**INSTRUCTION:** Set out the lines from the one containing "of the shirt" through the last line below as a numbered list, with blank lines left out.

**MATERIALS PROVIDED:**
········

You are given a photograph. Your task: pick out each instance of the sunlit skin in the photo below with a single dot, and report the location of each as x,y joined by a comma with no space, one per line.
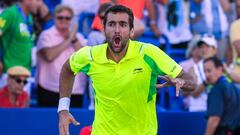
63,24
212,73
207,51
14,87
31,5
117,31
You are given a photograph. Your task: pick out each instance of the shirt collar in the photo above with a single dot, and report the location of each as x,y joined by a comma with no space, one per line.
132,52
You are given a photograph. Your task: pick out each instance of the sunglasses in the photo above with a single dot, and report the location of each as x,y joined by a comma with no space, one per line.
19,81
64,18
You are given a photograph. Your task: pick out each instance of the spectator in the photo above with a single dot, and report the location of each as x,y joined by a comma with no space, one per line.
13,95
138,10
223,105
198,98
192,53
174,23
54,47
96,36
233,70
209,16
124,75
238,8
15,32
89,6
194,56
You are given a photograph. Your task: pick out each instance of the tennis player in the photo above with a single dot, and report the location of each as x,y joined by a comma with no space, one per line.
124,75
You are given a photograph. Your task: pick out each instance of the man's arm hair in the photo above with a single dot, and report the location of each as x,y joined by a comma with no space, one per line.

········

**COMPLETED EXERCISE:**
1. You are given a photograph. Your task: pick out each instance of the shirt collar in the photo above with a single dot, and report the location of each as x,y joined by a comma with no space, one per line.
2. 132,52
3. You are given a photograph. Your task: pick out each instance of the sunglasses in the photo above with a single dot, and report the location of each as x,y joined by a comma with no space, one per line.
4. 19,81
5. 64,18
6. You are given a photograph. Your task: pick out each instance of the spectator in the photo above with a single dot, and report the location of each as x,y joined by a comma with no space, one per line.
7. 13,95
8. 138,10
9. 223,105
10. 198,98
11. 192,53
12. 174,23
13. 54,47
14. 96,36
15. 233,70
16. 209,16
17. 124,75
18. 238,8
19. 15,32
20. 89,6
21. 194,56
22. You are given a photograph. Your task: pick out each instance of the tennis player in the photo above with a single dot, and report the location of each as x,y joined by a comma with no space, one per line.
23. 124,75
24. You are given a photograph. Your task: pick out each instance of the man's arm hair in the photo above with a single dot, and report the location of each as x,y joined by a comma with no space, one per line.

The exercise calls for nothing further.